Return each of the records below verbatim, with no character altered.

Object location annotation data
**********

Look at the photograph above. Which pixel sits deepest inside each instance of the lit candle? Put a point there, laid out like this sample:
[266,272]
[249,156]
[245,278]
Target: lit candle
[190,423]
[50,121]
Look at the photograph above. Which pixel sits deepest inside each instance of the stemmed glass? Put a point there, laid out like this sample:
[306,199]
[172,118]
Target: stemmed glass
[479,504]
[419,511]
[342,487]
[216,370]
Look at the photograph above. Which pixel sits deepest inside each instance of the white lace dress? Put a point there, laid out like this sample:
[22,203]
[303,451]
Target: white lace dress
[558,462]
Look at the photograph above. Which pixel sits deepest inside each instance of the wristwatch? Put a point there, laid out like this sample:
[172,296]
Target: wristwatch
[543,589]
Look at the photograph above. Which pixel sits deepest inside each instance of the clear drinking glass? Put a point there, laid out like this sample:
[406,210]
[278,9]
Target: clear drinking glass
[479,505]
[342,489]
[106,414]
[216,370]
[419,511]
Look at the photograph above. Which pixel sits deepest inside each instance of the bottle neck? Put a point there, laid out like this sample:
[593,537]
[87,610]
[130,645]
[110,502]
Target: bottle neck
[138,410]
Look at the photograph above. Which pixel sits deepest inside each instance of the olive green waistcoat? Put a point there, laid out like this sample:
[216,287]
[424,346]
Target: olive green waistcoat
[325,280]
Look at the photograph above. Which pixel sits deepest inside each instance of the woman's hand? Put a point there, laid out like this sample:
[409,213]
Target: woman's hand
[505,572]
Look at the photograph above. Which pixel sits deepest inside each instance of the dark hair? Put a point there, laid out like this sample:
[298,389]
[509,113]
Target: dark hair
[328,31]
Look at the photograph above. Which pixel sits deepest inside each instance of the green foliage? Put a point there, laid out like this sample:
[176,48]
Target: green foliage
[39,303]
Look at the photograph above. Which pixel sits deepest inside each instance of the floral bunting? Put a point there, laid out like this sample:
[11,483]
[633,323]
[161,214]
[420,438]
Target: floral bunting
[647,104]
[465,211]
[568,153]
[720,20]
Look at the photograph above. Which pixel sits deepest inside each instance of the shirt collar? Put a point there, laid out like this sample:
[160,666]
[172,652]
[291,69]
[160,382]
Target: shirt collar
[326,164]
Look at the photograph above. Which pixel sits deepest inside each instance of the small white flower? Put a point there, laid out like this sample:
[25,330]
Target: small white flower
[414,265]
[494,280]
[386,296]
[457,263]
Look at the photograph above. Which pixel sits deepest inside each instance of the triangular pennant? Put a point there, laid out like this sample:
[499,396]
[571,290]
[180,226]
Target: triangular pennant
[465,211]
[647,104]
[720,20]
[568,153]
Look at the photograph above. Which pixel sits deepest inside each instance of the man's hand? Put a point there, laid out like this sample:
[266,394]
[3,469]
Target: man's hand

**********

(Solution to this problem)
Look at the photograph above. Which pixel sits deepest inside each instance of the lit candle? Put a point there, laid out like this sample:
[266,272]
[249,156]
[245,278]
Target: lit candle
[190,423]
[50,121]
Look at the photograph above. Which pixel sits deepest inside each instance of the stemmed glass? Put a point there, laid out like this sample:
[306,199]
[172,118]
Target: stemmed glass
[479,504]
[419,511]
[342,487]
[216,370]
Look at the photograph above. Which pixel sits deepest inside each instance of the white lace dress? Put a point there, laid out like this sample:
[22,203]
[303,451]
Target: white lace dress
[558,462]
Look at the photograph above. Which pixel sits deepest inside each instance of the wristwatch? Put a point there, laid out like this sample:
[172,296]
Target: wristwatch
[543,589]
Look at the photograph above. Which pixel sits deepest inside each instance of the clear drinking glass? Put a point there, laid out like this sample:
[406,210]
[278,9]
Target: clear drinking glass
[479,505]
[342,489]
[106,414]
[216,370]
[419,511]
Look at the photograph above. Which pixel sits deepest inside each instance of the bottle neck? Put a point there, laid out like this sample:
[593,537]
[87,610]
[130,645]
[110,502]
Target: bottle neck
[138,410]
Look at the photograph above. Which pixel sits deepest inside each instance of the olive green waistcoat? Put a point there, laid out like this sample:
[216,287]
[424,346]
Target: olive green waistcoat
[325,280]
Look at the photograph above. Which pixel sits deepest inside each instance of the woman's hand? Put a point there, laid out like this sample:
[409,213]
Target: woman's hand
[505,572]
Look at the photograph above. Which pixel sits deepest inside each instance of the dark hair? Put a point there, laid out like this sample:
[298,389]
[509,113]
Target: dark hair
[328,31]
Look at the photograph above. Which pixel sits deepest inside each instance of the green foliage? Put a point there, laid out like this sample:
[176,48]
Target: green foliage
[39,303]
Look at the photograph above. Which pixel sits deepest inside each instance of the floral bunting? Put a point there, laid out like this sample:
[11,483]
[633,323]
[161,214]
[420,438]
Target: floral bunting
[647,104]
[465,211]
[568,153]
[720,20]
Look at the photograph above. Which pixel sits deepest inside each instance of the shirt collar? Put a point there, laid out like this sample:
[160,666]
[172,652]
[291,69]
[160,382]
Target: shirt collar
[326,164]
Look at the photograph above. Which pixel sits deepest inside each instance of the small white flower? Put a point there, laid out like this sample:
[25,330]
Target: small white flower
[414,265]
[494,280]
[386,296]
[457,263]
Look at the photograph above. Which pixel sits deepest inside each instance of the triangular pennant? Put a point there, laid out like this sample:
[499,396]
[571,290]
[180,226]
Target: triangular pennant
[465,211]
[647,104]
[720,20]
[568,153]
Look at the photograph above. Which pixel sits deepest inside each instance of the man's hand? Put a point there, laid out like this sample:
[266,394]
[3,469]
Target: man's hand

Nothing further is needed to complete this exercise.